## Supplied data
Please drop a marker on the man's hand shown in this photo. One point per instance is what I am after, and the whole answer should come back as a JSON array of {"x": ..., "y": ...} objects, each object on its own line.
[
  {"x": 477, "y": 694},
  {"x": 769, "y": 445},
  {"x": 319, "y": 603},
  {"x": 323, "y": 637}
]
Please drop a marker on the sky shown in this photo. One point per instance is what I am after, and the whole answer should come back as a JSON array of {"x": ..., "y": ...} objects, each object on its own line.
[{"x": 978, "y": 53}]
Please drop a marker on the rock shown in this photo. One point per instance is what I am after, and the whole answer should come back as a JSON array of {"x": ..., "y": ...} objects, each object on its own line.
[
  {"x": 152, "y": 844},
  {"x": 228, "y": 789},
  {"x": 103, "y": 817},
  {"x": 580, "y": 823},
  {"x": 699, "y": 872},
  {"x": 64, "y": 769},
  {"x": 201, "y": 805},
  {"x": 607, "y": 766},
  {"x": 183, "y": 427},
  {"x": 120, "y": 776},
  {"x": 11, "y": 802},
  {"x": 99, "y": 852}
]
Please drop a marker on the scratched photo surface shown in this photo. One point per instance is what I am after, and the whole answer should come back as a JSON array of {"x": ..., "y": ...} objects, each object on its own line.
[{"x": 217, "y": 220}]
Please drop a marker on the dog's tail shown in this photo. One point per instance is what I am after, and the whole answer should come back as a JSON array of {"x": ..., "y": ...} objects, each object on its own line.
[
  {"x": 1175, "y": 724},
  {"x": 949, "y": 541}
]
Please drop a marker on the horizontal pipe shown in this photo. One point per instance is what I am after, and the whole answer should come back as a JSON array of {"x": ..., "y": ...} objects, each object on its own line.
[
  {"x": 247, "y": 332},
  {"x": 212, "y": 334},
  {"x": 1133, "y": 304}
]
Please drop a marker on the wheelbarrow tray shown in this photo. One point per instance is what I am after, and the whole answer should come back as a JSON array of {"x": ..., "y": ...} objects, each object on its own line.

## Work task
Output the entries above in their entirety, exactly as written.

## Result for this task
Please drop a marker on the man's hand shown in this photo. One point per instance is what I am after, and the whole answer should come back as a JSON array of {"x": ..., "y": ...} objects, each object on its own line.
[
  {"x": 477, "y": 694},
  {"x": 769, "y": 445},
  {"x": 319, "y": 603},
  {"x": 323, "y": 637}
]
Please drop a marker on the sky shown in this photo. One point per instance is what I am after, and the whole answer should come back as a JSON array of {"x": ..., "y": ...} objects, each object on its own line.
[{"x": 978, "y": 53}]
Please drop a marker on the rock shown in this photo. One point per instance is what I am after, and the whole answer should come back as a JSON array of {"x": ..., "y": ...} objects, each object on its own line.
[
  {"x": 152, "y": 844},
  {"x": 228, "y": 789},
  {"x": 103, "y": 817},
  {"x": 580, "y": 823},
  {"x": 699, "y": 872},
  {"x": 64, "y": 769},
  {"x": 201, "y": 805},
  {"x": 607, "y": 766},
  {"x": 183, "y": 427},
  {"x": 120, "y": 776},
  {"x": 11, "y": 802},
  {"x": 99, "y": 852}
]
Please drop a marker on the scratched photo surface shown in this photo. One point per instance is what I am after, and the whole answer should come back as a JSON array of {"x": ..., "y": ...} objects, each object on its own line.
[{"x": 217, "y": 220}]
Please drop a marker on the dog's tail shown in this photo. One point per instance is what I am after, and the whole answer should come back as a JSON array of {"x": ..., "y": ...} objects, each object on its own line.
[
  {"x": 1175, "y": 724},
  {"x": 949, "y": 541}
]
Please drop a marker on the horizontal pipe shown in this photo. One point per instance is what I am after, and the whole answer should come back as a JSON array of {"x": ..., "y": ...} objects, each object on its own line.
[
  {"x": 247, "y": 332},
  {"x": 212, "y": 334},
  {"x": 1133, "y": 304}
]
Please drop a marker on the wheelbarrow tray shown in this photo. One point per instance is what I am after, and the whole answer should come back as a JSON array of {"x": ..., "y": ...} objects, each object on its own line.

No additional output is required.